▶ DIRECTIVE 1:
Answer these questions about the blog post:
(a) On what date was the post published?
(b) Over what span of time does the writer say they had resolved to post?
(c) Which site does the writer call themselves a huge fan of?
▶ DIRECTIVE 2: Rewrite the entries starting at the first line and ending at the line containing "pixel 655 116", changing "stuffed animal" to "soft toy" and leaving everything else as it is.

▶ SOURCE EXTRACT:
- - - -

Sunday, January 22, 2012

I’m Baaaaaaaaack!

I know, it’s been a ridiculously long time. I’ve resolved to post over the course of the past 2 years (yikes!) and obviously did not succeed in those resolutions for whatever reasons, but here I am now!

As far as it relates to me, I think social media is a blessed and cursed thing at the same time. It’s incredible the relationships that can be made and fostered, the wealth of ideas and knowledge easily at your finger tips (huge fan of Pinterest!!!), and the ability to shrink our world so people and ideas are not as far away as they used to be. Say goodbye to the notion of long, lost, friends – hello facebook! With all the wonderful things, there is also the flip side of the coin. It can be such a black hole of time that I can get easily sucked up in. Public gossip, online drama, comments, followers, and overall constant comparisons to others can work against my general happiness and purpose, if allowed, and let’s face it, that can easily happen. I will never have the most friends, be invited to every activity, do picture perfect activities all the time, dress the best, go on the most exciting places, easily pop kids out on a whim (I jest :), but that is okay, because I really like me! I try to remember that often people show the rosy world to what there reality is, and that is not a fair comparison.

- - - -

▶ Records of labeled points:
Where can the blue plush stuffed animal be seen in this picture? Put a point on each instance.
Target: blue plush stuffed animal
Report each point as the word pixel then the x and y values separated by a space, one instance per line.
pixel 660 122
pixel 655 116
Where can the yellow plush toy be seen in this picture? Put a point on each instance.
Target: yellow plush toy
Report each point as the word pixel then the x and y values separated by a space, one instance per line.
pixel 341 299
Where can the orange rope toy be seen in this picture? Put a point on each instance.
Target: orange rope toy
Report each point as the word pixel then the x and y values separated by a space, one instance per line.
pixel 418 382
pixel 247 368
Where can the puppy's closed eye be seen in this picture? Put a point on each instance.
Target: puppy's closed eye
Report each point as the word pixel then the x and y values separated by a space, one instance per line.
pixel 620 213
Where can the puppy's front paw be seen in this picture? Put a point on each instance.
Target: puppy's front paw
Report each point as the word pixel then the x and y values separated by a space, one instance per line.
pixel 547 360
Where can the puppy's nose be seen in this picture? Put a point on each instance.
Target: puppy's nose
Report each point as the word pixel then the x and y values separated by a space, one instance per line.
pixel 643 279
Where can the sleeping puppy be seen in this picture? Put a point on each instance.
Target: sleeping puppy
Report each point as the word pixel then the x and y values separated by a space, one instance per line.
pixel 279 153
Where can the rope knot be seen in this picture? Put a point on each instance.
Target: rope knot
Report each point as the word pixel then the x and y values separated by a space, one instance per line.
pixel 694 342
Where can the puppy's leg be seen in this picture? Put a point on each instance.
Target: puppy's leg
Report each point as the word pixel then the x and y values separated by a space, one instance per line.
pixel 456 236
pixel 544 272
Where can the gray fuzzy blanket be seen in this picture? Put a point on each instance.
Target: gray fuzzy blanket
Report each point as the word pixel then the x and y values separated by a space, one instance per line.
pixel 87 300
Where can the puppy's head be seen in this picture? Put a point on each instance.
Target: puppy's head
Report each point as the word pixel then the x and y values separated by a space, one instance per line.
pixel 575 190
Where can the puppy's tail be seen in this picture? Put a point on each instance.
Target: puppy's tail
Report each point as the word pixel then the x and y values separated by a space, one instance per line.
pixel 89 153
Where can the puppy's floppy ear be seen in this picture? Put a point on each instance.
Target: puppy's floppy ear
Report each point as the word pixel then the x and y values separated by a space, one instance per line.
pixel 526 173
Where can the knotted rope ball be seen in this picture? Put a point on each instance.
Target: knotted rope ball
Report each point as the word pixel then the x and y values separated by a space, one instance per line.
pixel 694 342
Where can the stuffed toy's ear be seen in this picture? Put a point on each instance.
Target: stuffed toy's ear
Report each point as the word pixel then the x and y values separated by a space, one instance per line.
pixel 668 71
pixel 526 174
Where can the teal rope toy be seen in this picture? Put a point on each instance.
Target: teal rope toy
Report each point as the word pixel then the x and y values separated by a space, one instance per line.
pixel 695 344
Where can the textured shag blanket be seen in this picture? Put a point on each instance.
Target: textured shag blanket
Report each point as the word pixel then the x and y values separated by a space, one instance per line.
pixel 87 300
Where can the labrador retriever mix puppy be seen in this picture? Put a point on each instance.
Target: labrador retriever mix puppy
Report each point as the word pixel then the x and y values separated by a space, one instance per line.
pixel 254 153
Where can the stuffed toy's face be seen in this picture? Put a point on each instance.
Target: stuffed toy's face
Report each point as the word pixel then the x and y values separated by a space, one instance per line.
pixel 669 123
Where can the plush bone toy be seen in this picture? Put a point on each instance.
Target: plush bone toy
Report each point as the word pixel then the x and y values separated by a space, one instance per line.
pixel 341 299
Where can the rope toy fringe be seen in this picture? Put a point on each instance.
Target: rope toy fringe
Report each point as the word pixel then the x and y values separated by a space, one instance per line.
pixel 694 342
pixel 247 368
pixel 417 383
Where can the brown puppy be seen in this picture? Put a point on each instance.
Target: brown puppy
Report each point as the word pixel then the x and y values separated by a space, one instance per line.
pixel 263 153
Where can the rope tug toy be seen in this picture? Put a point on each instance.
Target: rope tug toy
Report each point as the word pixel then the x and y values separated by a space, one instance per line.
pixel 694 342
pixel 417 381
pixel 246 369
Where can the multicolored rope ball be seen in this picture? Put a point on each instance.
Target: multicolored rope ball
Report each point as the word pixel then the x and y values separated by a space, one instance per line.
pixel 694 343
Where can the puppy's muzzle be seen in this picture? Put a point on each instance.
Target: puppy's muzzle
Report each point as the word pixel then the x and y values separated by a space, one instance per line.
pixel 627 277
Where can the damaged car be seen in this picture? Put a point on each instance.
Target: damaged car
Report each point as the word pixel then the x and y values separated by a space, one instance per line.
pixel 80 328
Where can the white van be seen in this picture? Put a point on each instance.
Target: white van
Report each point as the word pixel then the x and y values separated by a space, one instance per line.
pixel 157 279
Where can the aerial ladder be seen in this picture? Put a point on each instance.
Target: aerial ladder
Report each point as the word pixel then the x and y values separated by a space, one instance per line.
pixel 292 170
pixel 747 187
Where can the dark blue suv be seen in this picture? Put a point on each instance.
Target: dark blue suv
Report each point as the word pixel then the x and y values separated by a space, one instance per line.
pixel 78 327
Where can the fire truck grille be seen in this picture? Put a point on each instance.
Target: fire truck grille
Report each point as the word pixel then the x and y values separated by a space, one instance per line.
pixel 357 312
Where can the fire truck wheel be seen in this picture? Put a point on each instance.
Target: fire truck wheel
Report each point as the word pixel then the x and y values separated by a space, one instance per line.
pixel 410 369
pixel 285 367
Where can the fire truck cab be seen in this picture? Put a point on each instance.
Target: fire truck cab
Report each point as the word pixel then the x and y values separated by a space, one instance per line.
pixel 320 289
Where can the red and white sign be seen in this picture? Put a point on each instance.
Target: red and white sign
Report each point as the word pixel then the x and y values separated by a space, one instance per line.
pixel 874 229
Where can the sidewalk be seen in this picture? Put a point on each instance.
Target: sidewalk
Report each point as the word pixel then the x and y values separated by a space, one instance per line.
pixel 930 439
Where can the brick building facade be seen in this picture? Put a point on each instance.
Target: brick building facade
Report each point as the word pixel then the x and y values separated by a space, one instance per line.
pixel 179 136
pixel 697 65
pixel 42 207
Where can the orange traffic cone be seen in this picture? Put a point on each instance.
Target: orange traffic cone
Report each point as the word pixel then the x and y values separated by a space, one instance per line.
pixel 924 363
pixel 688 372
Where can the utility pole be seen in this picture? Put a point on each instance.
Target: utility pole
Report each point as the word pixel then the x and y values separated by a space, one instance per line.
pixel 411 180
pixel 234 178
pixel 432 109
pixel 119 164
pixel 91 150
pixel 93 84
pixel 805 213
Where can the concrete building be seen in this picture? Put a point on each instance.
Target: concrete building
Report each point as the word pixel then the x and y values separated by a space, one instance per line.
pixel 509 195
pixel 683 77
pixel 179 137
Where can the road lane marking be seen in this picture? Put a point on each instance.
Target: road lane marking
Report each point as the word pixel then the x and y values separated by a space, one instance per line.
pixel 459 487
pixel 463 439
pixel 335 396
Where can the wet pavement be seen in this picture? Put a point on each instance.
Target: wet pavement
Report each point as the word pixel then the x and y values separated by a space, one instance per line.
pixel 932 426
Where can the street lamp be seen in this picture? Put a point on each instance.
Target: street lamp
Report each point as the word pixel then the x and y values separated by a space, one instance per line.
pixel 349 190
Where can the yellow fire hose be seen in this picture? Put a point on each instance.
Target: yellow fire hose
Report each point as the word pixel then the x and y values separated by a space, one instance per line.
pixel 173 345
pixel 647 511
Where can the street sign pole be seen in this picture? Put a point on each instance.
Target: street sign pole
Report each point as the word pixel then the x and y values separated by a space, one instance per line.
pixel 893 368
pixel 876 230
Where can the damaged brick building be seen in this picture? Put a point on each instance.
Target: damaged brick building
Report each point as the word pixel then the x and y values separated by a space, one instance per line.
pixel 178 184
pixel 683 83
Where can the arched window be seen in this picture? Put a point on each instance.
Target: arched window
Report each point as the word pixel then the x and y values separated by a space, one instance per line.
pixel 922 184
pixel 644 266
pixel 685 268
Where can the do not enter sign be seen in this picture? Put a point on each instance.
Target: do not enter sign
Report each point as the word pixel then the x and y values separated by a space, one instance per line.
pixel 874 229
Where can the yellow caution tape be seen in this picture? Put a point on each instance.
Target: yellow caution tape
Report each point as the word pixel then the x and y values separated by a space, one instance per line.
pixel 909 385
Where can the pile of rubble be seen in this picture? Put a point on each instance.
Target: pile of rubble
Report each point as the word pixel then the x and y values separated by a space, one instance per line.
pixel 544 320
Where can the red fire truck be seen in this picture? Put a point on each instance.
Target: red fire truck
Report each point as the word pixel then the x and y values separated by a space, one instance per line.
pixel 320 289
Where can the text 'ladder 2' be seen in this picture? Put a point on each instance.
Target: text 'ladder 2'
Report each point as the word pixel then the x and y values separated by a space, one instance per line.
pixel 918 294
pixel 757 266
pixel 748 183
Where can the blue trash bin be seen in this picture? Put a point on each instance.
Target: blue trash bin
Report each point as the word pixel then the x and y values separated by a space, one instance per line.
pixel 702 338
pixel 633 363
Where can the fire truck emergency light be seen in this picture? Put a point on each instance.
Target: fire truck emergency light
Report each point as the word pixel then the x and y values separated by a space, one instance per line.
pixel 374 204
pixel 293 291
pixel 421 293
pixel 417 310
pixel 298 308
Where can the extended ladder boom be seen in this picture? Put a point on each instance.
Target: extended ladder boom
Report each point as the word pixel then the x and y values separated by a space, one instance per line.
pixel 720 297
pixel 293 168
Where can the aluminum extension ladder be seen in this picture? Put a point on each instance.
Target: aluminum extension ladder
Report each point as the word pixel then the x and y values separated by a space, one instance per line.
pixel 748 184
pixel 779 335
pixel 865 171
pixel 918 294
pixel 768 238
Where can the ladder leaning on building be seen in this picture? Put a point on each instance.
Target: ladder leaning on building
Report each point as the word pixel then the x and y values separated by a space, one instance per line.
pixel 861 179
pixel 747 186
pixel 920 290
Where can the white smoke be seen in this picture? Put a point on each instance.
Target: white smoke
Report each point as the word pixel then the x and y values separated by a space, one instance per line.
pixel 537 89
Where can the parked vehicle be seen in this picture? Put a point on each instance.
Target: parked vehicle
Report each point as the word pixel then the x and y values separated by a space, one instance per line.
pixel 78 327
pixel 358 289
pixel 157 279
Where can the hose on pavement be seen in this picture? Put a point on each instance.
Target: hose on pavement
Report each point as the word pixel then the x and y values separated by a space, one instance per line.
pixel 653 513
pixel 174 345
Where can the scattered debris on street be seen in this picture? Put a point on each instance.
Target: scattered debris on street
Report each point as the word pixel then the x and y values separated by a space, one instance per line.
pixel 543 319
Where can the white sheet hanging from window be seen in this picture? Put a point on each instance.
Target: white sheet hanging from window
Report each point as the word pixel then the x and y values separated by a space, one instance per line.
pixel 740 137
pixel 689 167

- - - -

▶ WRITTEN SOLUTION 1:
(a) Sunday, January 22, 2012
(b) The past 2 years
(c) Pinterest

▶ WRITTEN SOLUTION 2:
Where can the blue plush soft toy be seen in this picture? Put a point on each instance.
Target: blue plush soft toy
Report each point as the word pixel then the x and y values separated by a space, one instance per line.
pixel 660 122
pixel 655 116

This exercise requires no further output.